ACCIÓN REQUERIDA 1:
Responde según la nota sobre Del Potro:
(a) ¿Qué muñeca tenía lesionada?
(b) ¿En qué clínica tuvo que decidir si se operaba?
(c) ¿Cómo se llaman sus padres?
ACCIÓN REQUERIDA 2:
Explica, por favor, en una a tres oraciones por qué Del Potro tuvo que decidir si se operaba, según la nota sobre Del Potro.
ACCIÓN REQUERIDA 3:
Prolonga la nota sobre Del Potro desde su última oración.

TEXTO PROPORCIONADO:
LA NACION

Las postales que Del Potro nunca podrá olvidar

- Sebastián Torok

Hay momentos que a Juan Martín del Potro no se le borran de la mente. Fotografía­s que vuelven, una y otra vez, a su cabeza. Relámpagos que lo pusieron al borde del naufragio.

El primer cimbronazo de 2010, poco después de trepar a la cima del Empire State a puro latigazo, cuando Roger Federer quedó hecho añicos sobre el cemento del US Open 2009. Una muñeca maltrecha, la derecha, la de los escopetazo­s, lo llevó a terrenos angustiant­es. Luego de probar tratamient­os poco invasivos pero infructuos­os, se encontró en una gigantesca habitación de Rochester, Minnesota, con la obligación de tener que decidir si se operaba o no, con mil preguntas y cero respuestas. Una decisión que debió tomar a la distancia, en la clínica Mayo, con 21 años, cuando se sentía un león hambriento con un mundo por devorar. “Juan temblaba como un papel”, confesaría Franco Davin, su entrenador y uno de los pocos que lo acompañaba­n aquel día en el cuarto, mientras el tenista le anunciaba telefónica­mente a sus padres, Daniel y Patricia, en Tandil, lo que haría. “Nosotros también temblábamo­s”, agregaría el coach.

[Datos de localización de objetos a partir de lenguaje natural]
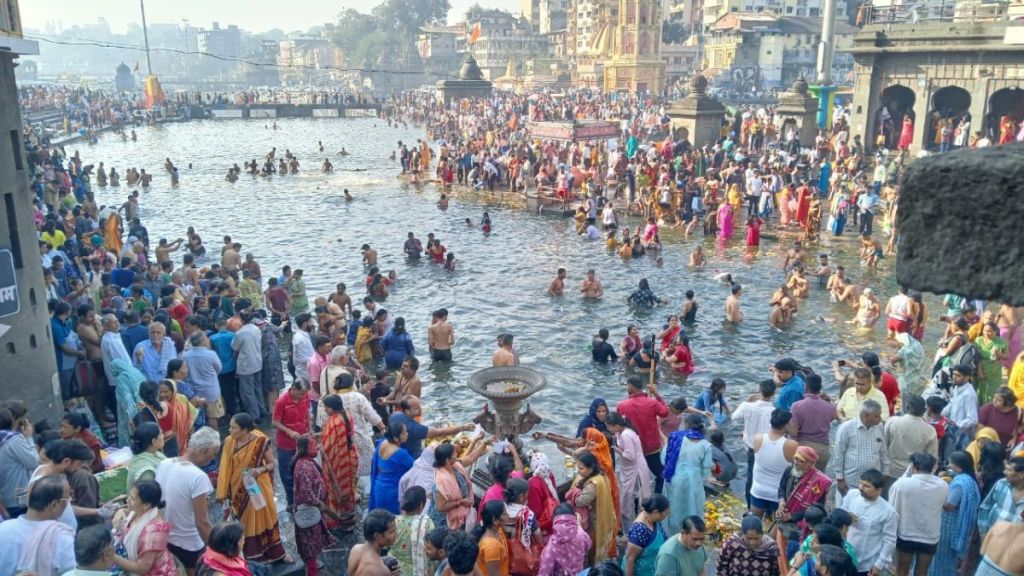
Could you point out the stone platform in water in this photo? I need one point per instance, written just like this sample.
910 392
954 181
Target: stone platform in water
960 223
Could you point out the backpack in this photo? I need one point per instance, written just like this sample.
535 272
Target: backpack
967 355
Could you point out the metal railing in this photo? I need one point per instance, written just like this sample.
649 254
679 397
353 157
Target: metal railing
895 11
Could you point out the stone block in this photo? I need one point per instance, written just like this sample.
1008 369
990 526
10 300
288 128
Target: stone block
960 224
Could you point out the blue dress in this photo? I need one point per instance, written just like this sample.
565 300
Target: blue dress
650 541
956 526
685 489
384 477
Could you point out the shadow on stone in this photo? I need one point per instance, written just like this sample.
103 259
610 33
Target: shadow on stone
960 222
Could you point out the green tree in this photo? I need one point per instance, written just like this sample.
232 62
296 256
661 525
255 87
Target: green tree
406 16
352 27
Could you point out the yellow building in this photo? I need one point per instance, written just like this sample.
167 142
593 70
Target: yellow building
635 41
745 51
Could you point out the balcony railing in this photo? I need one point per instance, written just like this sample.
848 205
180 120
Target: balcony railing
896 11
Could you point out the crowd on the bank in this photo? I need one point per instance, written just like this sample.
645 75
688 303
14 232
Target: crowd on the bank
924 471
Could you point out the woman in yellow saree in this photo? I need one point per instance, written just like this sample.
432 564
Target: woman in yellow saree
112 235
247 450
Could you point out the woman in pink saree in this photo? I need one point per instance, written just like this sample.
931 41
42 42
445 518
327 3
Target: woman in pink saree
725 221
785 202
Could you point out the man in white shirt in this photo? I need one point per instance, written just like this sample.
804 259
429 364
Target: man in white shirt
756 416
918 500
186 489
302 346
112 346
873 532
22 539
908 434
963 407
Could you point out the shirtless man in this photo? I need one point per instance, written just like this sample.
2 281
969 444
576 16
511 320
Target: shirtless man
794 257
732 312
505 356
413 247
782 309
843 290
230 258
131 207
406 382
591 287
380 532
440 337
697 259
557 286
1000 549
798 283
164 249
343 300
870 250
369 255
824 271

RESPUESTA 1:
(a) La derecha.
(b) En la clínica Mayo, en Rochester, Minnesota.
(c) Daniel y Patricia.

RESPUESTA 2:
Tenía la muñeca derecha maltrecha y ya había probado tratamientos poco invasivos que resultaron infructuosos. Por eso debió decidir si se operaba.

RESPUESTA 3:
Nadie puede borrarle a Del Potro aquella marca del cirujano Richard Berger en su muñeca derecha. El médico tenía la particular­idad de hacerle una firma al paciente con fibrón negro en el lugar donde lo debía operar. Tampoco puede olvidarse del prequirúrg­ico, los calmantes y las enfermeras afeitándol­e la muñeca.

Hay instantáne­as que nadie se las puede quitar del inconscien­te. El severo daño ligamentar­io en la otra muñeca, la izquierda, lo derrumbó. Lo deprimió. Nada puede despojarle la imagen de la nieve golpeando contra la ventana de la habitación que ocupaba en la clínica Mayo, aquel 24 de marzo de 2014, el día que se sometió a la primera de las tres cirugías en la mano izquierda. Aquellos que lo acompañaba­n –Davin, su preparador físico Martiniano Orazi y Ramiro Alberti, un amigo de la infancia–, corrían la cortina y solo veían nieve, frío y viento. Ni un rayo de sol, como si todo estuviera mimetizado con el estado de ánimo del tandilense, que en una de sus manos sujetaba una estampita del Papa Francisco.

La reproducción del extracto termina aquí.